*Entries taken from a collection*

------------------------------------

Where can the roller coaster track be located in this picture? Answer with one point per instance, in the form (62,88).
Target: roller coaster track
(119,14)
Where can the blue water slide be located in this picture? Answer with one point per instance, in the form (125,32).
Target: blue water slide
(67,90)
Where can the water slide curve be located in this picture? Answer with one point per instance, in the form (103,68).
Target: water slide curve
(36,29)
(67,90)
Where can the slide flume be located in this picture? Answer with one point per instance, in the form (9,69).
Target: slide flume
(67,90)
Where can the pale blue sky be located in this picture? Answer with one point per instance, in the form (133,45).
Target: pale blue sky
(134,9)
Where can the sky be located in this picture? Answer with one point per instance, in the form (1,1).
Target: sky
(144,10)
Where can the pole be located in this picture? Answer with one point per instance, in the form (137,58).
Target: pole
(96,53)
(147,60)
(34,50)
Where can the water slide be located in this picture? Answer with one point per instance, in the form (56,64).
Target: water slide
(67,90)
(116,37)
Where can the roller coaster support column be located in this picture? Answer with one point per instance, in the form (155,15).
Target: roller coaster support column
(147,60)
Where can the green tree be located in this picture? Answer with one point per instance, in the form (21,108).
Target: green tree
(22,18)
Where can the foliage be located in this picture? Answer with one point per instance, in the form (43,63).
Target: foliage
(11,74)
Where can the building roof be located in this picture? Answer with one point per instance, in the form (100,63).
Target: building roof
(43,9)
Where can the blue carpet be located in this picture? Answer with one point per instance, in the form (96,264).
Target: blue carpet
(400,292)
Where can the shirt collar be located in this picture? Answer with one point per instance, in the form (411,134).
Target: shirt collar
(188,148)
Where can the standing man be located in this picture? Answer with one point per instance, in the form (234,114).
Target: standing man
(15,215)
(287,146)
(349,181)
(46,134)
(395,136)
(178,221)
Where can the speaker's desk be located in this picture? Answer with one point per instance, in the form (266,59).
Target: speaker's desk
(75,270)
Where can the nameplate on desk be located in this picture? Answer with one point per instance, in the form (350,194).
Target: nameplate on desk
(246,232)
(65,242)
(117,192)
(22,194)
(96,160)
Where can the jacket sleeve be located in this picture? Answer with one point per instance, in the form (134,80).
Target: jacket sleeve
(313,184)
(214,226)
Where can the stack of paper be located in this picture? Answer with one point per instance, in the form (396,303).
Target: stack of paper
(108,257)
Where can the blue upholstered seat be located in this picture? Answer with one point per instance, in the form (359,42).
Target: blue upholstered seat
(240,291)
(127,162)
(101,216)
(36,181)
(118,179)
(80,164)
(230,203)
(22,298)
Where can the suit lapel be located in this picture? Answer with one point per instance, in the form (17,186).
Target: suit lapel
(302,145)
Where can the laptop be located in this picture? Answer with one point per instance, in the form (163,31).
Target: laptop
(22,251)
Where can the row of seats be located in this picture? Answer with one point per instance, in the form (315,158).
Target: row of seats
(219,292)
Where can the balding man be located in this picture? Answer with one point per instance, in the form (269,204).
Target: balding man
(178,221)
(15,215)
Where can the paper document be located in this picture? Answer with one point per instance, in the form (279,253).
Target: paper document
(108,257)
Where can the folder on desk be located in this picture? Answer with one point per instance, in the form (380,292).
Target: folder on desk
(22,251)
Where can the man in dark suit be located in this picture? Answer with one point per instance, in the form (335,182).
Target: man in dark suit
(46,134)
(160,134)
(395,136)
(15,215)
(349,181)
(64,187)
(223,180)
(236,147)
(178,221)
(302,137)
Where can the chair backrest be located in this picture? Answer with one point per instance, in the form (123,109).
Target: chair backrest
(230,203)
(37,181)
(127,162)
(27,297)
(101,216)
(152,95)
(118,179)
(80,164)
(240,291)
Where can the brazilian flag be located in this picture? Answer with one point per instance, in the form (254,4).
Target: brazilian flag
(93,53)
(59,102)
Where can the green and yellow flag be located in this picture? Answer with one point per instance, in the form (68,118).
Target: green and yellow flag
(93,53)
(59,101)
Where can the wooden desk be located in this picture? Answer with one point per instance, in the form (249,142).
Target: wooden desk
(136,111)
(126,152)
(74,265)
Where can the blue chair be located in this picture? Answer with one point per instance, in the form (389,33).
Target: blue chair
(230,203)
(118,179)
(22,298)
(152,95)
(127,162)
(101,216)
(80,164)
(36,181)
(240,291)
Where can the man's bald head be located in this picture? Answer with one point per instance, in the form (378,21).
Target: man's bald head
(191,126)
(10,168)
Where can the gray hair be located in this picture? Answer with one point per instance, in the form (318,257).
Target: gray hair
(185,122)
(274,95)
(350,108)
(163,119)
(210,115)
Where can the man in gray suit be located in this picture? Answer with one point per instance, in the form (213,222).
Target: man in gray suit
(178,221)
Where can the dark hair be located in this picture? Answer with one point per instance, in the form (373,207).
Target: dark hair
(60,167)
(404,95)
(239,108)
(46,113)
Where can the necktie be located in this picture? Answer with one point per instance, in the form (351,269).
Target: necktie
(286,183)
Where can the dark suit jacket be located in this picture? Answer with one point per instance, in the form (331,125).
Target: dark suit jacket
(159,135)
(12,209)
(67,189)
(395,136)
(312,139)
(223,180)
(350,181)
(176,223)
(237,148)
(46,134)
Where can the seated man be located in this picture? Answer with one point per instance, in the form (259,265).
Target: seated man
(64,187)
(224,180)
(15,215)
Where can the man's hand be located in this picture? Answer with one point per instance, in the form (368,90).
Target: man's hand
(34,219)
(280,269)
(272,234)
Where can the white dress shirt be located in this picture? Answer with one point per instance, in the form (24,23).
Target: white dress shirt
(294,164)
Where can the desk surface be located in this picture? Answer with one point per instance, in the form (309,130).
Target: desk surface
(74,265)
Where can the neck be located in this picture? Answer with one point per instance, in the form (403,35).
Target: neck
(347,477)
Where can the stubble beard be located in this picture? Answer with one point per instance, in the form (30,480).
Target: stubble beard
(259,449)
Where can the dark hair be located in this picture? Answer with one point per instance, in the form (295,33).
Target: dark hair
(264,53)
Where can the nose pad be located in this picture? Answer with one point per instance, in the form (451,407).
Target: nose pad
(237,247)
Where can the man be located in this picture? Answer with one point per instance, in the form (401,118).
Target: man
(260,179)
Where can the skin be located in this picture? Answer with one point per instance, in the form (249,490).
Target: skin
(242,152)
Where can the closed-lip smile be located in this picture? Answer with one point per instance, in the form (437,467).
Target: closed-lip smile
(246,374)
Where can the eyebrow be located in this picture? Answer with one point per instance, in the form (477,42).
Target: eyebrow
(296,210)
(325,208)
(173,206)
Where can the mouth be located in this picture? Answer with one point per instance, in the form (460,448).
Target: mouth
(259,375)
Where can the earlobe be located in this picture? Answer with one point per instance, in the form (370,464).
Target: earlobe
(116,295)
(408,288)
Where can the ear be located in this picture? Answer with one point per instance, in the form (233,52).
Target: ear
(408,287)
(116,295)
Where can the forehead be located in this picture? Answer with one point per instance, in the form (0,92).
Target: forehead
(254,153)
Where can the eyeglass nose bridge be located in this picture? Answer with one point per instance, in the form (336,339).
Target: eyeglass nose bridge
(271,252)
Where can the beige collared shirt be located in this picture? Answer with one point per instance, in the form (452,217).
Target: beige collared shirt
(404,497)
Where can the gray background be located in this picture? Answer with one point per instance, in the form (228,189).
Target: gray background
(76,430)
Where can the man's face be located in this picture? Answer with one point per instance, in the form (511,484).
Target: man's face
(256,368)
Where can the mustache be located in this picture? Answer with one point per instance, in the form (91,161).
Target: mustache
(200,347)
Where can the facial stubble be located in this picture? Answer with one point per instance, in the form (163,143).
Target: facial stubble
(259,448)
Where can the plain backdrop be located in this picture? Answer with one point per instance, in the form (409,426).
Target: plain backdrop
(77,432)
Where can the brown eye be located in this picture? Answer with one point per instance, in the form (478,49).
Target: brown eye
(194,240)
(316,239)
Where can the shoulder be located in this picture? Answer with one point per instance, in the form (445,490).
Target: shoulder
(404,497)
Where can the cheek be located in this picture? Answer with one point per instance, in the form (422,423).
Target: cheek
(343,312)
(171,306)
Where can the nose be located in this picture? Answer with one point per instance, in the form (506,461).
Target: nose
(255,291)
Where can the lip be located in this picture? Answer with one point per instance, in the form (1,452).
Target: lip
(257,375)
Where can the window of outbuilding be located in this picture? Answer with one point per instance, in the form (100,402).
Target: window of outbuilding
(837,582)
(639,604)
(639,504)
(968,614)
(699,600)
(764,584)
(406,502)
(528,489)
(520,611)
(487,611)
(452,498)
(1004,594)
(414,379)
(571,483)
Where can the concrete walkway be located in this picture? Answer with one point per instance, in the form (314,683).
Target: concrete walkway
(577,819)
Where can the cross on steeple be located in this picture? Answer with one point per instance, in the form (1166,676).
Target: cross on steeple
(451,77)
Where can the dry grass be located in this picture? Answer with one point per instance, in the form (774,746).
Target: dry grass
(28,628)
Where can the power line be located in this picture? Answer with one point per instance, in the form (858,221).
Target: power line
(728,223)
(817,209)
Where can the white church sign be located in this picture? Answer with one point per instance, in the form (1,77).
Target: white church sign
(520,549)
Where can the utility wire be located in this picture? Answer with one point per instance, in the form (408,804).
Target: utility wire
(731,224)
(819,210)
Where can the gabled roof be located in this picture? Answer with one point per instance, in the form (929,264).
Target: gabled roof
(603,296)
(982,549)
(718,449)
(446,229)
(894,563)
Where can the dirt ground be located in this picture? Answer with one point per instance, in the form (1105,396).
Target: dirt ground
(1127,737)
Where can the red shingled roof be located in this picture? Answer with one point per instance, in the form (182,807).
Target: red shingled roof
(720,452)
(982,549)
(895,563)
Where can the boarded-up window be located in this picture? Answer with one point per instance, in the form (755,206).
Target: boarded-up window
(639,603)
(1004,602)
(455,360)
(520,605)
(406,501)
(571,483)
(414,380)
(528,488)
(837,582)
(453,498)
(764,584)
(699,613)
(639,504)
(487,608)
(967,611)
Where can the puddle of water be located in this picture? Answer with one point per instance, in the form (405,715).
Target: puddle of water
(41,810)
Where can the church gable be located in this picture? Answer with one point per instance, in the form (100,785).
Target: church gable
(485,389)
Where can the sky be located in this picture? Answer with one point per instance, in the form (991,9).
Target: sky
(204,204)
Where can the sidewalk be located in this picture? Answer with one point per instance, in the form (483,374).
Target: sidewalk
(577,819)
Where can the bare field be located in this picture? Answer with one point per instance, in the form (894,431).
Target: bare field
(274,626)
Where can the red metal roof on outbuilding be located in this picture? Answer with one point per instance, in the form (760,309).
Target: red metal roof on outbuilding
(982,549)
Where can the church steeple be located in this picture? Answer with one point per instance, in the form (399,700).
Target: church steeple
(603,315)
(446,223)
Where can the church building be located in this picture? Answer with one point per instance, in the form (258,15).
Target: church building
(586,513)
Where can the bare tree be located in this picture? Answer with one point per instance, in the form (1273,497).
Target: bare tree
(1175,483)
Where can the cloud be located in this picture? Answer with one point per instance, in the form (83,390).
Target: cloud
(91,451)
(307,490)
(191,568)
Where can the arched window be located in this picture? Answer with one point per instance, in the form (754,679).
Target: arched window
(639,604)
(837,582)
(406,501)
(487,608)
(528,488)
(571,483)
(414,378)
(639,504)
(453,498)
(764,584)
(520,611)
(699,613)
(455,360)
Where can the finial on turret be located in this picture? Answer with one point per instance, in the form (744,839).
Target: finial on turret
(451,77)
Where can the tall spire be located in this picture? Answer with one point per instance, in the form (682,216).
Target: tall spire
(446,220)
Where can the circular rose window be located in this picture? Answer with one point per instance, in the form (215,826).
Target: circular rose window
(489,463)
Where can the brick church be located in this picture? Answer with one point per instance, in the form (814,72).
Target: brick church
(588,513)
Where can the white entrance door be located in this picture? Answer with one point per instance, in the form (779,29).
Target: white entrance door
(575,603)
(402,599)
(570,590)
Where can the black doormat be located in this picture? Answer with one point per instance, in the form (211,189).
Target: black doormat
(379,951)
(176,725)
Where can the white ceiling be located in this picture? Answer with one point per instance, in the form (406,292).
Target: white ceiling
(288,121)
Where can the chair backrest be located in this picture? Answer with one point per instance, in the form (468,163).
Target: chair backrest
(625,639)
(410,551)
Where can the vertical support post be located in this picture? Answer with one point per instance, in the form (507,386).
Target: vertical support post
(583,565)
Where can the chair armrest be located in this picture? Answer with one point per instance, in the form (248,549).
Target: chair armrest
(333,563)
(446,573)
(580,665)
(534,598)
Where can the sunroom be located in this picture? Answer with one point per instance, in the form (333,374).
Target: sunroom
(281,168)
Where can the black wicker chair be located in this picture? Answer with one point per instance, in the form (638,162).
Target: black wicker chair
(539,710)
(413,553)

------------------------------------

*WRITTEN INSTRUCTION*
Locate the line that contains "Where can the vertical". Repeat it and every line after it, up to and including the final line, exactly.

*OUTPUT*
Where can the vertical support post be located in this picture? Answer with one point per instance, in the form (507,386).
Target: vertical support post
(583,565)
Where can the chair armrest be located in this picture? Answer with one point per instance, in the form (248,549).
Target: chair armrest
(333,563)
(446,573)
(580,665)
(534,598)
Where can the sunroom be located in this picture? Answer with one point per instance, in the form (333,374).
Target: sunroom
(281,168)
Where can the black wicker chair be located in this picture? Answer with one point per instance, in the form (638,162).
Target: black wicker chair
(539,710)
(413,553)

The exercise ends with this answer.